**Required task**
Output every line of the listing below as a numbered list, skipping blank lines and leaving out the pictures.

##### Provided material #####

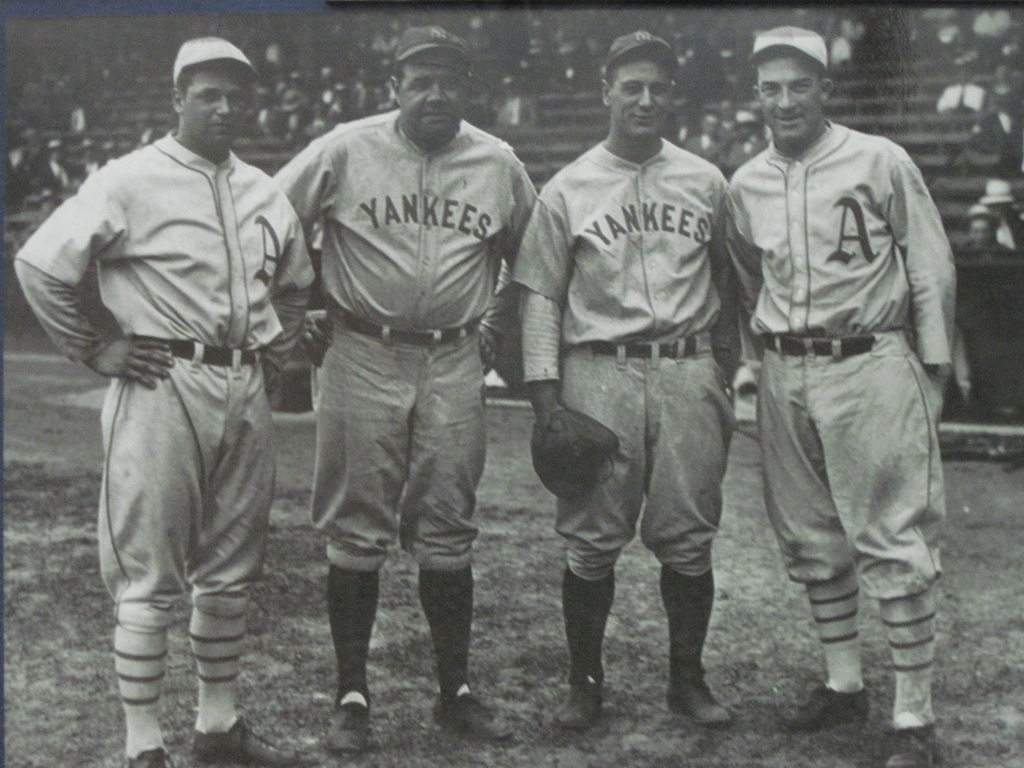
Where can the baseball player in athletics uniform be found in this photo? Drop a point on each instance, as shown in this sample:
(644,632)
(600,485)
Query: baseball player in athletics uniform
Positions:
(630,317)
(850,281)
(419,210)
(203,263)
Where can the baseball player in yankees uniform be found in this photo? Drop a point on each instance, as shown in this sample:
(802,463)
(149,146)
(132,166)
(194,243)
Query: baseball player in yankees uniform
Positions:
(630,317)
(419,211)
(202,261)
(850,281)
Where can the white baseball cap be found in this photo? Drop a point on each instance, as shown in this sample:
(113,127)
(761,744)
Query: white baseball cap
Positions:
(204,49)
(803,41)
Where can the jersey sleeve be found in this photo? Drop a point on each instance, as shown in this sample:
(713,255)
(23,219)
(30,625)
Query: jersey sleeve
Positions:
(745,258)
(544,263)
(296,269)
(931,272)
(56,305)
(79,230)
(309,180)
(725,333)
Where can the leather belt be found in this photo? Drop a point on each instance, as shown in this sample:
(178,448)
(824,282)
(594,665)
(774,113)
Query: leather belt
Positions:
(225,356)
(674,349)
(418,338)
(804,345)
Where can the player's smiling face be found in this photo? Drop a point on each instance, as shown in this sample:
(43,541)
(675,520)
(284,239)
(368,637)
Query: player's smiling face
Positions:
(639,97)
(792,91)
(210,110)
(430,99)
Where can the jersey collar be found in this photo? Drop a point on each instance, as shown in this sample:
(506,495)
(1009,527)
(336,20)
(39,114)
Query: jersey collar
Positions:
(171,146)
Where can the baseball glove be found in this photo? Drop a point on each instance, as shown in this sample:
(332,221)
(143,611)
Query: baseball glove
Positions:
(572,453)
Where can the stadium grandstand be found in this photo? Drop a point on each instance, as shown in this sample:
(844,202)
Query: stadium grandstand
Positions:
(947,84)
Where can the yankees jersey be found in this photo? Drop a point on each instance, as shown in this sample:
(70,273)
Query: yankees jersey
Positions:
(411,240)
(184,249)
(627,250)
(844,240)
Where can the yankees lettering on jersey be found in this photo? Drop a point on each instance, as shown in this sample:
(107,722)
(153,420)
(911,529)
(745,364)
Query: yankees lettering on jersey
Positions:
(607,232)
(411,240)
(843,241)
(452,214)
(650,217)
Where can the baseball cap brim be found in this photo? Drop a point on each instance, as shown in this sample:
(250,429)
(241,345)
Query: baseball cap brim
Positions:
(206,49)
(641,46)
(784,40)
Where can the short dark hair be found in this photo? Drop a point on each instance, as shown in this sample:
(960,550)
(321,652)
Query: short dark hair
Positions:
(219,66)
(640,54)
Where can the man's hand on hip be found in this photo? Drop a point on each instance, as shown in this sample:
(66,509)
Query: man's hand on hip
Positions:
(142,360)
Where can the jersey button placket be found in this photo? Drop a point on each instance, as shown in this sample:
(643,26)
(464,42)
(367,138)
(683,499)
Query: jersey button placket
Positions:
(798,244)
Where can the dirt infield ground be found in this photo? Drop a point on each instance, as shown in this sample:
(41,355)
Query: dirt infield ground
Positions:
(59,697)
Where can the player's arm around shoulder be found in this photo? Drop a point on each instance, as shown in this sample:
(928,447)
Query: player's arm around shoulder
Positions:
(310,178)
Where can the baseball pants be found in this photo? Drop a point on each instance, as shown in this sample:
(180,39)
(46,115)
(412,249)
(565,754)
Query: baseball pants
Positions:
(674,424)
(852,470)
(399,442)
(186,491)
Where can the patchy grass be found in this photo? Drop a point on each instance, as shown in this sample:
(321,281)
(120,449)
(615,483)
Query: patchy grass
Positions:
(61,709)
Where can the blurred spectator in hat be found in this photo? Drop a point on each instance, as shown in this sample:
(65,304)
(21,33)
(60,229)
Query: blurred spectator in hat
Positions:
(982,225)
(991,30)
(513,109)
(996,139)
(989,342)
(295,107)
(998,198)
(707,141)
(963,95)
(92,158)
(26,162)
(56,179)
(748,140)
(842,46)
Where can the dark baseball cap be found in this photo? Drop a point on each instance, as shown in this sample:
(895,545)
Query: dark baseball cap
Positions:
(420,39)
(641,45)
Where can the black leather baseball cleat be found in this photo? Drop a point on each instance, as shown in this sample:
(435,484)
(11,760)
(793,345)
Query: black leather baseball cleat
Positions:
(581,710)
(826,709)
(696,700)
(349,731)
(241,745)
(914,748)
(151,759)
(469,716)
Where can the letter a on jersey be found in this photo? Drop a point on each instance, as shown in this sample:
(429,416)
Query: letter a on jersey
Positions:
(851,205)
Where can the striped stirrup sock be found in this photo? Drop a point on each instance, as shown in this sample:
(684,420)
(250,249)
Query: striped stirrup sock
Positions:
(216,645)
(834,605)
(140,662)
(909,624)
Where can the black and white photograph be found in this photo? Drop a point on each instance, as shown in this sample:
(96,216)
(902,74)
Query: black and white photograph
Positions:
(404,384)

#####

**Expected answer**
1. Where can the baseball player in athletics uniform be found in this photo? Drop a point on each instance, as shown in this sample:
2. (644,632)
3. (600,485)
4. Query: baseball player in athletics uniform
5. Positions:
6. (630,317)
7. (850,281)
8. (419,210)
9. (203,263)
10. Where can the baseball player in yankees uniform be found in this photo? Drop a point on each instance, as shown in this sample:
11. (802,463)
12. (149,146)
13. (132,166)
14. (194,243)
15. Query: baseball player in yankees uniform
16. Positions:
17. (630,317)
18. (419,211)
19. (202,261)
20. (850,281)
21. Where can the white baseball cap be found in this photo? Drop a point on each instance, as shown in this sample:
22. (113,127)
23. (761,744)
24. Query: white baseball cap
25. Positions:
26. (204,49)
27. (803,41)
28. Where can the jersey sleeve be found in this photo? Drop a point on each instance, as shown in this sample:
29. (713,255)
30. (23,219)
31. (30,625)
32. Query: jersey sleeve
33. Positions:
34. (745,258)
35. (544,263)
36. (296,269)
37. (931,272)
38. (56,305)
39. (79,230)
40. (309,180)
41. (725,333)
42. Where can the leather belt be found in this photo? Drop a point on each instance, as shown in this sample:
43. (178,448)
44. (824,282)
45. (594,665)
46. (774,113)
47. Query: leather belt
48. Positions:
49. (225,356)
50. (674,349)
51. (418,338)
52. (804,345)
53. Where can the player's smiling face be found in this photo? Drop a point on each instance, as shown in this sample:
54. (43,541)
55. (675,520)
56. (284,239)
57. (368,637)
58. Query: player's smiling face
59. Positions:
60. (639,97)
61. (792,91)
62. (210,110)
63. (430,99)
64. Where can the jersey collar be found in this photo? Drop a point on each instance, as shown in this sample:
65. (506,495)
66. (1009,527)
67. (336,20)
68. (39,114)
69. Query: jersey collar
70. Positions:
71. (171,146)
72. Where can the baseball glove be found in this photo? Drop a point on each instance, as shown in this sample:
73. (332,221)
74. (143,611)
75. Query: baseball glove
76. Positions:
77. (572,453)
78. Where can the stadium grandstand be found in this photo? Drop a point on each instance, as shown in this sample:
79. (844,202)
80. Query: stadium grandstand
81. Positions:
82. (947,84)
83. Where can the yankees jersey be found in this photo? Drop a point on each instance, as shown in this sample:
84. (70,273)
85. Query: yankees jersey
86. Positions:
87. (411,240)
88. (184,249)
89. (627,250)
90. (844,240)
91. Where can the yankees lettering on jersey be found in this photo? Drop a point on each instance, as shown in this sample:
92. (107,722)
93. (153,420)
94. (911,529)
95. (745,364)
96. Query: yankees lettering on jersey
97. Positions:
98. (607,232)
99. (411,240)
100. (843,241)
101. (452,214)
102. (650,217)
103. Where can the baseball cap brim be found in this photo? Drop a point on each instance, as shown in this sample:
104. (250,429)
105. (241,345)
106. Query: baseball cap brim
107. Positions:
108. (206,49)
109. (641,46)
110. (784,40)
111. Where can the short dark hair be found in this photo? Drop a point on each instance, as shown in this sample:
112. (960,550)
113. (321,652)
114. Query: short dark hair
115. Positions:
116. (219,66)
117. (640,54)
118. Where can the man's hand on hip be found in this photo? Drop a point on each instance, as shown in this sample:
119. (66,509)
120. Query: man's hand on hip
121. Positions:
122. (142,360)
123. Where can the jersey button placket be found in this photo? Drop a point on each instance, as shown in this sample:
124. (643,26)
125. (464,42)
126. (367,138)
127. (683,499)
128. Query: jersey button placket
129. Positions:
130. (798,244)
131. Where can the dirt infield ground be found in this photo? Drop a point on each instance, as shown in this sample:
132. (41,355)
133. Query: dirt infield ground
134. Positions:
135. (59,697)
136. Where can the player's arm around shoulder be found in this photo? Drop a point on each instance, as shown in this sample:
137. (928,447)
138. Query: player's arm around shoulder
139. Positions:
140. (310,178)
141. Where can the baseball pants be found in this photo? Drop a point on each instance, as shown in this sample:
142. (180,39)
143. (46,115)
144. (412,249)
145. (565,754)
146. Query: baseball pants
147. Positions:
148. (674,424)
149. (852,470)
150. (399,442)
151. (186,491)
152. Where can the patchy grass be found in this photo? Drop a point on each instance, as shown in this sample:
153. (321,281)
154. (120,449)
155. (615,483)
156. Query: patchy grass
157. Positions:
158. (61,709)
159. Where can the blurred spectator in hat be found in this photo? Drop a point on each instance, as shown in this sample:
160. (65,304)
161. (21,33)
162. (60,229)
163. Query: blurred spectator in hat
164. Positions:
165. (982,225)
166. (991,30)
167. (513,109)
168. (996,139)
169. (989,342)
170. (295,107)
171. (998,198)
172. (707,141)
173. (963,95)
174. (92,158)
175. (26,162)
176. (56,179)
177. (748,140)
178. (842,46)
179. Where can the dark baseball cap be found in this photo? Drop a point on each instance, as shown in this sample:
180. (895,545)
181. Query: dark baseball cap
182. Positions:
183. (420,39)
184. (641,45)
185. Where can the black leather baseball cleat be found in this photo? Drop a point on each instance, as shown in this sample:
186. (435,484)
187. (11,760)
188. (793,345)
189. Query: black leather baseball cleat
190. Positions:
191. (581,710)
192. (826,709)
193. (696,700)
194. (349,731)
195. (241,745)
196. (914,748)
197. (151,759)
198. (469,716)
199. Where can the letter a on jersey be found in this photo? Drop a point on each instance, as shown in this sample:
200. (429,416)
201. Query: letter a on jersey
202. Positions:
203. (851,205)
204. Where can the striped stirrup sock be found in this photo? Drop a point on each instance, as shown in this sample:
205. (684,420)
206. (250,249)
207. Query: striped stirrup sock
208. Positions:
209. (216,645)
210. (834,605)
211. (140,662)
212. (909,624)
213. Where can the black and white photograph be found in this photo? Drop a point on each instance, as shown in this sample:
214. (96,216)
215. (902,74)
216. Query: black and white photograph
217. Positions:
218. (404,384)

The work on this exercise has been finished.